• **What you should do**:
Scan the material for the word "below" and return every matching line.

• **Records to use**:
------------------------------
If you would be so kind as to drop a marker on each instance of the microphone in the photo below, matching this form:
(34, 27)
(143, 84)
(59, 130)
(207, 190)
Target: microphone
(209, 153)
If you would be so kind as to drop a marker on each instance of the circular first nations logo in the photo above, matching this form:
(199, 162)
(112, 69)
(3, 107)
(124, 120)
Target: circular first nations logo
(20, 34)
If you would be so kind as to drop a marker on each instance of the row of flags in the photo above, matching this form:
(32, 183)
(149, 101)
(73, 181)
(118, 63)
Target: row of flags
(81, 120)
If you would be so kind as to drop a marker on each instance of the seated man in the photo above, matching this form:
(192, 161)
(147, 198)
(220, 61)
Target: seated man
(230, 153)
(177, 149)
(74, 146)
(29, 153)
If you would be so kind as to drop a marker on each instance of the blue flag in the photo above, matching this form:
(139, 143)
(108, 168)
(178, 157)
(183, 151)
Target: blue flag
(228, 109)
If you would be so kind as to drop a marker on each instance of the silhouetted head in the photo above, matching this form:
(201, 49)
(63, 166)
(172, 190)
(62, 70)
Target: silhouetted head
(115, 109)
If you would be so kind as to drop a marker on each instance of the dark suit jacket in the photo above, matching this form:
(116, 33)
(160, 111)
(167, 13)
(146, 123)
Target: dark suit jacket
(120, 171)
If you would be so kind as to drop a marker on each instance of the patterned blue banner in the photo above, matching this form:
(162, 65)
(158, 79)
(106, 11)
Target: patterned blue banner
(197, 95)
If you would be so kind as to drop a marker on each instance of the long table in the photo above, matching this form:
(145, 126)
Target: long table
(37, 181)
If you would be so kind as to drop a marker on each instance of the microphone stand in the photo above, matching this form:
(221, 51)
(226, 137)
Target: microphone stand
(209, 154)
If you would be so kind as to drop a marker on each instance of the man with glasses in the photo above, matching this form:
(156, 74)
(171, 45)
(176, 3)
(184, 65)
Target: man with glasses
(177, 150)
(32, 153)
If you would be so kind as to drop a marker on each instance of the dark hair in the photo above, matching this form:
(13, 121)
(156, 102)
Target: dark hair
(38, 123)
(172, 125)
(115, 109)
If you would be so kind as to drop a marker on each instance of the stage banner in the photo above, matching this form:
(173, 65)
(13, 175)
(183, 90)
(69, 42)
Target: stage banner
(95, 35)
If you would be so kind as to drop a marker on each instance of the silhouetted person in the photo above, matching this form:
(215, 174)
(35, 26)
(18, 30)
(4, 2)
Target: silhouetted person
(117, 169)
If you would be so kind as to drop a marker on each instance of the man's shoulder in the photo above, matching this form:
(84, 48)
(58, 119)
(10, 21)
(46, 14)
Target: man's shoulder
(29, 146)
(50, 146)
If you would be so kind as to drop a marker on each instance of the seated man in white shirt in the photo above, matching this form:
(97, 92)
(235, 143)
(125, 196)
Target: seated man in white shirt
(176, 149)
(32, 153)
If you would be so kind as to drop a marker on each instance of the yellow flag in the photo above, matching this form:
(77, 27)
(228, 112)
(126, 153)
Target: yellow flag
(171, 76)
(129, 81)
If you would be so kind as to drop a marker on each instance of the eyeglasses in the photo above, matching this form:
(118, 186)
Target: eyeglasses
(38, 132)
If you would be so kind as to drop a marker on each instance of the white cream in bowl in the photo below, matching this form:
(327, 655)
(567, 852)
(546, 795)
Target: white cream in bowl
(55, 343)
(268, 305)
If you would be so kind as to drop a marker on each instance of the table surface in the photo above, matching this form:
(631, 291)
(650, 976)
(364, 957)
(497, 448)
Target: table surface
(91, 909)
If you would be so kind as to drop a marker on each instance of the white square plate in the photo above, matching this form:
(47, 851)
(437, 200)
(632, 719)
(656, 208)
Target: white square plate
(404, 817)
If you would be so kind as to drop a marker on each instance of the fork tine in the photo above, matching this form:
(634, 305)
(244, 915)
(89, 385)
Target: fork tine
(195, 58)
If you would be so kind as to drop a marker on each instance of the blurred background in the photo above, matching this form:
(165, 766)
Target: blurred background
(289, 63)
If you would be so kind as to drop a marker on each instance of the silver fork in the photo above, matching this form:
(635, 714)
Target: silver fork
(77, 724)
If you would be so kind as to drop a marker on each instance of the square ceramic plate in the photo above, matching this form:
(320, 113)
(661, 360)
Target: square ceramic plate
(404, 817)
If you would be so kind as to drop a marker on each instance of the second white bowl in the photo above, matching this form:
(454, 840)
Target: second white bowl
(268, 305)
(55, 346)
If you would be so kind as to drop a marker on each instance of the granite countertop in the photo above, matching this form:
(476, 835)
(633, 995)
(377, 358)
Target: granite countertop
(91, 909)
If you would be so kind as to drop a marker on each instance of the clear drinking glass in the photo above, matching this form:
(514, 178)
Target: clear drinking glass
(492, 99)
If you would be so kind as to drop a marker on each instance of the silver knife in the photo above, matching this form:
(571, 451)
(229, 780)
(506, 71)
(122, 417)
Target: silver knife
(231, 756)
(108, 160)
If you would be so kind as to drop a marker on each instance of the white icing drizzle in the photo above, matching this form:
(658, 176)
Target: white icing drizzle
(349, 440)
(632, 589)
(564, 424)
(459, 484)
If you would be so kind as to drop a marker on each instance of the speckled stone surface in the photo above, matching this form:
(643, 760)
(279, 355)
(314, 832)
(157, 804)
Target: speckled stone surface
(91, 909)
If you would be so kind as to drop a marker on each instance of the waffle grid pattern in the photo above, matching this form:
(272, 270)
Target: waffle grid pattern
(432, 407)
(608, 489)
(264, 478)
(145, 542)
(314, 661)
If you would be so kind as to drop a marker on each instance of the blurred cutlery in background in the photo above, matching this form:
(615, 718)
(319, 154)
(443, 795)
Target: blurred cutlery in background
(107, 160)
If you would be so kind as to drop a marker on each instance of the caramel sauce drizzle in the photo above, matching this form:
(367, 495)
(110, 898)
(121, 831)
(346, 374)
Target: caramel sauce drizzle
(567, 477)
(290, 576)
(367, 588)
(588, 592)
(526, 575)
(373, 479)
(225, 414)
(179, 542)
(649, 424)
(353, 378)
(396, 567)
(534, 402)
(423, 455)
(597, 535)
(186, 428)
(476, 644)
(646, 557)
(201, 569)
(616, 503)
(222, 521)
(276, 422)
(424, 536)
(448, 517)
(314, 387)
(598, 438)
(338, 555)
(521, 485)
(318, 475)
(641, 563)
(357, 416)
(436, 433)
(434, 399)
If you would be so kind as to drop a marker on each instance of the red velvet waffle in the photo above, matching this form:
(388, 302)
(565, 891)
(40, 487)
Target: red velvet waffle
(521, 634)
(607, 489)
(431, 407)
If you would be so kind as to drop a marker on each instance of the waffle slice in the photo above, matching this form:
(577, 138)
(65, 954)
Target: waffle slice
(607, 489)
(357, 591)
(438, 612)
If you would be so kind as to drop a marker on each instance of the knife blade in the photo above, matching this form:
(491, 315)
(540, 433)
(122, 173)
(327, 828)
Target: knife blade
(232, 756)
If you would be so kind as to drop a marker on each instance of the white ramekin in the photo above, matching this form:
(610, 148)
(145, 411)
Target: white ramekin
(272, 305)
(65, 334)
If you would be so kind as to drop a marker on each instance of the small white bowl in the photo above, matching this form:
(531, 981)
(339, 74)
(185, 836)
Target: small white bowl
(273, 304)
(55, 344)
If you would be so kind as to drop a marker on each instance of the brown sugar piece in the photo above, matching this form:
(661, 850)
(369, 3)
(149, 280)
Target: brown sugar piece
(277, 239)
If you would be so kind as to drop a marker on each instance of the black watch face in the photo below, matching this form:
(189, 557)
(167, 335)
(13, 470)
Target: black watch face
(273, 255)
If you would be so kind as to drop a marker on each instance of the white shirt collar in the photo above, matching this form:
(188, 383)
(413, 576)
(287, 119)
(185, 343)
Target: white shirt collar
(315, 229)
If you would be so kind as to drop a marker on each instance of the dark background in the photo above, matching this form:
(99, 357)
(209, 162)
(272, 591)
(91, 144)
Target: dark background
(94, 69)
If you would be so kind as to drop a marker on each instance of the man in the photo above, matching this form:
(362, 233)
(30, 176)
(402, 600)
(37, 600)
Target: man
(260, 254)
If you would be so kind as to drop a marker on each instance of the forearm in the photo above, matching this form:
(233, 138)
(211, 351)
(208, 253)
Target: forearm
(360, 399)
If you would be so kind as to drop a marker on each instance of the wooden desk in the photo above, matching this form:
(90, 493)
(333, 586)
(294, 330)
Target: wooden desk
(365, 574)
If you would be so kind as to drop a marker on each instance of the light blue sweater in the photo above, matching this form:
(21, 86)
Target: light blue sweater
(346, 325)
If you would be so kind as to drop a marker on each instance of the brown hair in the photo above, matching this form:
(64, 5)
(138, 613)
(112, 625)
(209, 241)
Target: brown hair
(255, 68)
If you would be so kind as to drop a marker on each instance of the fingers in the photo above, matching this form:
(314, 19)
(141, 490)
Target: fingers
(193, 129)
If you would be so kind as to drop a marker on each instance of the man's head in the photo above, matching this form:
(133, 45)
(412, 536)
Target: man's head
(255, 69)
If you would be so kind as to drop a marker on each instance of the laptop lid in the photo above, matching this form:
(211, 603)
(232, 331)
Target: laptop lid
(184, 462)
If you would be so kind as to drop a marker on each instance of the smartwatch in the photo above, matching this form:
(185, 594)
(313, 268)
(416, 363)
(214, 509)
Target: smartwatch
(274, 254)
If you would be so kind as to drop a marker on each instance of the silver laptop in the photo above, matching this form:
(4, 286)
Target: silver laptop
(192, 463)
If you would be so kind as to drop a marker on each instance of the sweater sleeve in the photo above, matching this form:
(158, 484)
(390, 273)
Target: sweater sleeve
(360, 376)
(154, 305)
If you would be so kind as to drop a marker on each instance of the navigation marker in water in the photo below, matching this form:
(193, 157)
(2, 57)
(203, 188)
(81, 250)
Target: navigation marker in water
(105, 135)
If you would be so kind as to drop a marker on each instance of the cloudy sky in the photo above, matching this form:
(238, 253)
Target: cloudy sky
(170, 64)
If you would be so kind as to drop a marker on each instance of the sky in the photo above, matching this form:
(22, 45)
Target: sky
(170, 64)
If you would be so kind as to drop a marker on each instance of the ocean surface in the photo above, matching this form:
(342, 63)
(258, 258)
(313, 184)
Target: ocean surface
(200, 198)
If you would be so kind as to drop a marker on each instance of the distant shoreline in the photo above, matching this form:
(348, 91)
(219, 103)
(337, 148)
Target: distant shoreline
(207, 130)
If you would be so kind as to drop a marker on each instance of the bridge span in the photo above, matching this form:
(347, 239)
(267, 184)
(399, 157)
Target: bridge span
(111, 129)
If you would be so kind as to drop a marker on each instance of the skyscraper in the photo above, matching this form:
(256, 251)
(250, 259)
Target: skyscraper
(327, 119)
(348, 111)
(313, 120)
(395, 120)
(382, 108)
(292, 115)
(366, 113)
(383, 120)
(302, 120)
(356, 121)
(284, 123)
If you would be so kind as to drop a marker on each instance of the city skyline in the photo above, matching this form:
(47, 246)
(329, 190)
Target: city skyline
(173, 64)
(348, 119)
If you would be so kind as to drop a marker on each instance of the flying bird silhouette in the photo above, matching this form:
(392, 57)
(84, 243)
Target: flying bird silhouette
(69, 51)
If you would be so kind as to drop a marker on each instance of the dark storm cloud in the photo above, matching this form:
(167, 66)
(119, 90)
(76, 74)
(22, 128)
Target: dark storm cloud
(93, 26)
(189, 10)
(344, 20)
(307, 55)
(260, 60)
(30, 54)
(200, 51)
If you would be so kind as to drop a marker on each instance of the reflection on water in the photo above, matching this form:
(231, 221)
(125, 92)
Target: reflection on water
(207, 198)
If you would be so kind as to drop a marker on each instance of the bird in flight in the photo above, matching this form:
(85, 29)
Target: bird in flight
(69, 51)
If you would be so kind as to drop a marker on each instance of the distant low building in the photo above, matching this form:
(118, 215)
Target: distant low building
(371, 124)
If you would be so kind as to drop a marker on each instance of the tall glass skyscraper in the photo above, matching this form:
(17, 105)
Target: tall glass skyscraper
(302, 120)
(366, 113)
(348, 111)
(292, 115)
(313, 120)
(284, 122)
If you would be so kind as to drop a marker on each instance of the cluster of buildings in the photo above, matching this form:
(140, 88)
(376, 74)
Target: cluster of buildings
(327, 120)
------------------------------
• **Answer to this problem**:
If you would be so kind as to drop a marker on each instance of the microphone in the photo below, matching this form:
If you would be so kind as to drop a marker on each instance of the white cream in bowl in the photo below, matching this form:
If you would be so kind as to drop a marker on each instance of the black watch face in the photo below, matching this form:
If you would be so kind as to drop a marker on each instance of the navigation marker in water in the photo below, matching this form:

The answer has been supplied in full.